> EXERCICE
Dans l'extrait consacré à l'origine du Covid-19, combien d'échantillons ont été prélevés en Chine pour trouver des preuves d'une transmission zoonotique ?

> EXTRAIT À LIRE
-*-

Une vingtaine de scientifiques renommés affirment, dans une tribune publiée jeudi 13 mai par le magazine scientifique Science, qu'il ne faut pas écarter totalement la piste de l’accident de laboratoire dans la recherche de l'origine du Covid-19. Selon ces biologistes, les preuves du contraire n'existant pas, l'hypothèse mérite d'être étudiée. Étienne Decroly, virologue, chercheur au CNRS, se dit vendredi sur franceinfo "heureux" que la position qu’il tient depuis des mois soit "rejointe par d’autres scientifiques".

franceinfo : Concernant l'origine du SARS-CoV-2, toutes les hypothèses n'ont pas été explorées ?

Étienne Decroly : Il faut absolument qu'on résolve cette question et malheureusement, on est toujours complètement dans le flou. Il faut savoir qu'il y a plus de 80 000 échantillons qui ont été prélevés en Chine pour retrouver des preuves d'une transmission zoonotique [de l'animal à l'homme] et que malheureusement, dans ces 80 000 échantillons, tous se sont révélés négatifs. Un an et demi après le début de l'épidémie, on n'a toujours pas trouvé les indices potentiels du chemin qu'auraient pu prendre ces virus qui circulent naturellement dans les espèces de chauves-souris, justement, dans la province du Wuhan, pour atterrir finalement dans l'espèce humaine.

-*-

> LISTE FOURNIE
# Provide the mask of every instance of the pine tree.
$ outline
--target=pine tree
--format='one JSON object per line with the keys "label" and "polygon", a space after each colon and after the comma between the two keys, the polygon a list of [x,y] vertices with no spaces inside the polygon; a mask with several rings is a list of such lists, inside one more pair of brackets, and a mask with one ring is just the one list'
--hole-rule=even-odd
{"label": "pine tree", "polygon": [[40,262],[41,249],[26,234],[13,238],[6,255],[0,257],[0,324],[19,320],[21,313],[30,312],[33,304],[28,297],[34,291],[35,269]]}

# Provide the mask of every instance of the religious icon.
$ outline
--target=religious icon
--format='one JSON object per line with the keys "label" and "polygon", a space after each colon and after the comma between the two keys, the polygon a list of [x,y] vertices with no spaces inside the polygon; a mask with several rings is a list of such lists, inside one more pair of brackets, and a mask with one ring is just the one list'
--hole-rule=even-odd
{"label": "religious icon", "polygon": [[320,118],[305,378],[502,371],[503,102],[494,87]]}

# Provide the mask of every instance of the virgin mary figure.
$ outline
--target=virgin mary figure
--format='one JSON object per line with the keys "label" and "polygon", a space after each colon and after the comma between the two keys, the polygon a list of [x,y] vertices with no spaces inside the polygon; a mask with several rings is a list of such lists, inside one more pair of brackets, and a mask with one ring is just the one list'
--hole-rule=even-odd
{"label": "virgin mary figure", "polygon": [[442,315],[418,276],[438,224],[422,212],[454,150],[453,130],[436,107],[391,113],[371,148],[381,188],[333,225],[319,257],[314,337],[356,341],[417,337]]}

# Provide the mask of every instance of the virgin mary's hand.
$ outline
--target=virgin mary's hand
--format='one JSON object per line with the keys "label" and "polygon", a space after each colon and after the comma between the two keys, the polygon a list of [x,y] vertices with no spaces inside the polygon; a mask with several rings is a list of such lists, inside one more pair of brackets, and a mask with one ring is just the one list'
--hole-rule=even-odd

-*-

> CORRIGÉ
Plus de 80 000 échantillons.